*Given information:*
= Beginning of Section =
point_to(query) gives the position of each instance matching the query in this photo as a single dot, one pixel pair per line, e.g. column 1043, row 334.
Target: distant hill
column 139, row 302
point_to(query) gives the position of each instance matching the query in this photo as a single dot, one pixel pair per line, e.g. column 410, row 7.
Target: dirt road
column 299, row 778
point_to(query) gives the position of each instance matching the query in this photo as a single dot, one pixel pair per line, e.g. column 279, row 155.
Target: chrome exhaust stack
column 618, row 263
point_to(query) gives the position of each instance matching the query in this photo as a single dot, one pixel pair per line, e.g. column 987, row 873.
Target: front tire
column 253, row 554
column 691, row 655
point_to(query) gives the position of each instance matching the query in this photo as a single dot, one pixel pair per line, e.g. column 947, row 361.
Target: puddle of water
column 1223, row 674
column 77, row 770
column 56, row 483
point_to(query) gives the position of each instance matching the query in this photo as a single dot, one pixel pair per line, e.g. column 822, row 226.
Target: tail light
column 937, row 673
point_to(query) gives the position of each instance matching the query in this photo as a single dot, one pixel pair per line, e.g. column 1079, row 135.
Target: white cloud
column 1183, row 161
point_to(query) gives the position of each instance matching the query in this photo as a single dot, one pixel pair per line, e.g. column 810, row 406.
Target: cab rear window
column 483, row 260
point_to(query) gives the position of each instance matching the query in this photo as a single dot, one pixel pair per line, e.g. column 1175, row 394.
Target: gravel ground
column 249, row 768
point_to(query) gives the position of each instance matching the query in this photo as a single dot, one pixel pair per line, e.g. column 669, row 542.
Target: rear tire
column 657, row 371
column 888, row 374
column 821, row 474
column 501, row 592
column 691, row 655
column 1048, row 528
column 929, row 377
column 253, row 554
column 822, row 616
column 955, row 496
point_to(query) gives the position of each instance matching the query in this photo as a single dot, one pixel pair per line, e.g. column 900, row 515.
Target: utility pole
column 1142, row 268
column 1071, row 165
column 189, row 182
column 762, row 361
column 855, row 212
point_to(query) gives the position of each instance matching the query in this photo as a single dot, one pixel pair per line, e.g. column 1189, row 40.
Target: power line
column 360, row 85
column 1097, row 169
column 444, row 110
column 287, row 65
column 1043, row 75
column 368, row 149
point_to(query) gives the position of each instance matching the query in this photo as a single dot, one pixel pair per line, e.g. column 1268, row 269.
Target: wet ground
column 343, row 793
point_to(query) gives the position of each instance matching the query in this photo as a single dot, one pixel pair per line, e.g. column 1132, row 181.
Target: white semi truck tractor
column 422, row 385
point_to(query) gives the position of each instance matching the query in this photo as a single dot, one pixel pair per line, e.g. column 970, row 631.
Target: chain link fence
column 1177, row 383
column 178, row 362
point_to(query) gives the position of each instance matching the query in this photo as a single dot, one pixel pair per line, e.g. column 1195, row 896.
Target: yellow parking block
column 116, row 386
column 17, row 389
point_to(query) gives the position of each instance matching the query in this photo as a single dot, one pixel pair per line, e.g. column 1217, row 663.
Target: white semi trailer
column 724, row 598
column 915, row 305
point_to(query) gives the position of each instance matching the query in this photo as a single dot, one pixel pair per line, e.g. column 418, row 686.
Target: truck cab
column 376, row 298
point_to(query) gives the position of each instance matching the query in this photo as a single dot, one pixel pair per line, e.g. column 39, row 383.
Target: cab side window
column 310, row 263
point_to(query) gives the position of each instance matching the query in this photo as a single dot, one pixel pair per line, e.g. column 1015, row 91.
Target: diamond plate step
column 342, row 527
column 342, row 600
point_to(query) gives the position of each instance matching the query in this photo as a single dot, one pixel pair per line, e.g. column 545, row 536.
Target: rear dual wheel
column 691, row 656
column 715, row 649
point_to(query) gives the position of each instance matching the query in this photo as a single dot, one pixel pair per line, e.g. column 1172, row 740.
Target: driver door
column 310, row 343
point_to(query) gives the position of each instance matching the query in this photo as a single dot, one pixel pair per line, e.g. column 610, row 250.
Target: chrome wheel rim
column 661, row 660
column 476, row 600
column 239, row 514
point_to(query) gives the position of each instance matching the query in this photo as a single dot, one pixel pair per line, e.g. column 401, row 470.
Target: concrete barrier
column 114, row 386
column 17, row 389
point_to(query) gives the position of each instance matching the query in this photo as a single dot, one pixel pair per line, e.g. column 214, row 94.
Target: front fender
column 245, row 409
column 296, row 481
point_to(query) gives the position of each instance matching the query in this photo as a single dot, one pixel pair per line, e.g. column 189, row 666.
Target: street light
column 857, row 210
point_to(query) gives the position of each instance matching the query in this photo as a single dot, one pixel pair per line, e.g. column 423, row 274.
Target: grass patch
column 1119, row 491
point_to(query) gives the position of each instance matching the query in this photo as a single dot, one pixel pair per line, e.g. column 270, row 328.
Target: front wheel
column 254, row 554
= End of Section =
*Task item:* For every entry above, write out an exact copy.

*Finished exercise:*
point_to(query) gives the position of each instance matching the query in this photo as a single dot, one pixel pair per line, e.g. column 1043, row 334.
Target: distant hill
column 139, row 302
point_to(query) gives the position of each instance matching the query in this photo as a single dot, one pixel pair per line, e.g. column 410, row 7.
Target: dirt road
column 299, row 778
point_to(query) gives the position of each instance matching the query in this photo as a single dot, one pixel pair per line, e.g. column 279, row 155.
Target: chrome exhaust stack
column 618, row 263
point_to(query) gives the position of each instance matching the query in this photo as a single dot, one pixel pair per line, e.g. column 987, row 873.
Target: front tire
column 253, row 554
column 691, row 655
point_to(query) gives the position of each instance matching the query in this photo as a single dot, one pixel pair per line, e.g. column 947, row 361.
Target: puddle of water
column 1223, row 674
column 77, row 770
column 56, row 483
point_to(query) gives the position of each instance matching the query in this photo as a single dot, one pixel pair per line, e.g. column 822, row 226.
Target: tail light
column 937, row 673
point_to(query) gives the position of each instance matching the query in this photo as a single dot, one pixel pair per line, e.g. column 1079, row 135.
Target: white cloud
column 1183, row 161
point_to(query) gives the position of each instance matching the query in this photo as a single dot, one pixel pair per line, e.g. column 810, row 406.
Target: cab rear window
column 483, row 260
point_to(query) gives the position of each instance matching the query in this photo as a single dot, one pixel pair per line, e.g. column 1175, row 394.
Target: gravel ground
column 249, row 768
point_to(query) gives the position of each instance matching the query in this photo as a single dot, one pixel pair per line, e.g. column 669, row 542.
Target: rear tire
column 657, row 371
column 888, row 374
column 821, row 474
column 501, row 592
column 691, row 655
column 1048, row 528
column 929, row 377
column 253, row 554
column 822, row 616
column 955, row 496
point_to(query) gives the position of each instance matching the query in this photo as a single dot, one pixel pair per line, e.g. column 900, row 515.
Target: utility pole
column 1142, row 268
column 1071, row 165
column 189, row 182
column 762, row 361
column 855, row 212
point_to(query) gives the position of each instance matching the query in this photo as a single dot, one pixel pair per line, e.g. column 1189, row 40.
Target: power line
column 360, row 85
column 1097, row 169
column 444, row 110
column 287, row 65
column 1043, row 75
column 368, row 149
point_to(query) gives the position of each instance matching the query in this photo as a single dot, one pixel pair per line, e.g. column 1268, row 269.
Target: wet ground
column 343, row 793
point_to(query) gives the position of each instance matching the query in this photo as a single dot, one pixel pair per line, e.g. column 1132, row 181.
Target: white semi truck tractor
column 422, row 385
point_to(query) gives the position of each instance matching the query in this photo as a single dot, one pixel pair per line, e.g. column 970, row 631.
Target: chain link fence
column 1177, row 383
column 178, row 362
point_to(query) gives the position of each instance matching the query in this photo as a single dot, one pixel pair per line, e.g. column 1195, row 896.
Target: yellow parking block
column 116, row 386
column 17, row 389
point_to(query) gives the position of each instance matching the query in this photo as a single dot, one pixel pair per line, e.g. column 1217, row 663.
Target: white semi trailer
column 724, row 598
column 915, row 305
point_to(query) gives the position of each instance matching the query in this photo as a single dot, one pixel pair per line, e.g. column 418, row 686.
Target: truck cab
column 376, row 298
point_to(query) gives the position of each instance matching the query in this photo as a single dot, one pixel pair per line, e.g. column 39, row 383.
Target: cab side window
column 310, row 263
point_to(query) gives the position of each instance matching the query in this photo as a single dot, one pixel pair per line, e.g. column 1015, row 91.
Target: diamond plate step
column 342, row 527
column 342, row 600
point_to(query) gives the position of each instance matching the query in this photo as a single dot, one pixel pair per line, e.g. column 545, row 536.
Target: rear dual wheel
column 691, row 656
column 715, row 649
point_to(query) gives the position of each instance matching the query in this photo as a single dot, one pixel pair per line, e.g. column 1172, row 740.
Target: driver door
column 310, row 343
point_to(query) gives the position of each instance matching the query in this photo as a single dot, one pixel pair per line, e.g. column 610, row 250.
Target: chrome wheel rim
column 661, row 660
column 476, row 600
column 239, row 514
point_to(query) gives the position of each instance matching the query in this photo as a single dot, one pixel pair per line, e.g. column 401, row 470.
Target: concrete barrier
column 114, row 386
column 17, row 389
point_to(query) gives the position of each instance matching the query in this photo as a single dot, one pixel pair per line, e.g. column 214, row 94.
Target: front fender
column 245, row 409
column 296, row 481
point_to(query) gives the position of each instance matching the query in this photo as a single dot, one pixel pair per line, e.g. column 189, row 666.
Target: street light
column 857, row 210
point_to(query) gives the position of each instance matching the query in this photo as a single dot, one pixel pair per line, e.g. column 423, row 274.
Target: grass patch
column 1119, row 491
point_to(query) gives the position of each instance matching the query in this photo as a single dot, one pixel pair per line, e.g. column 270, row 328.
Target: front wheel
column 254, row 554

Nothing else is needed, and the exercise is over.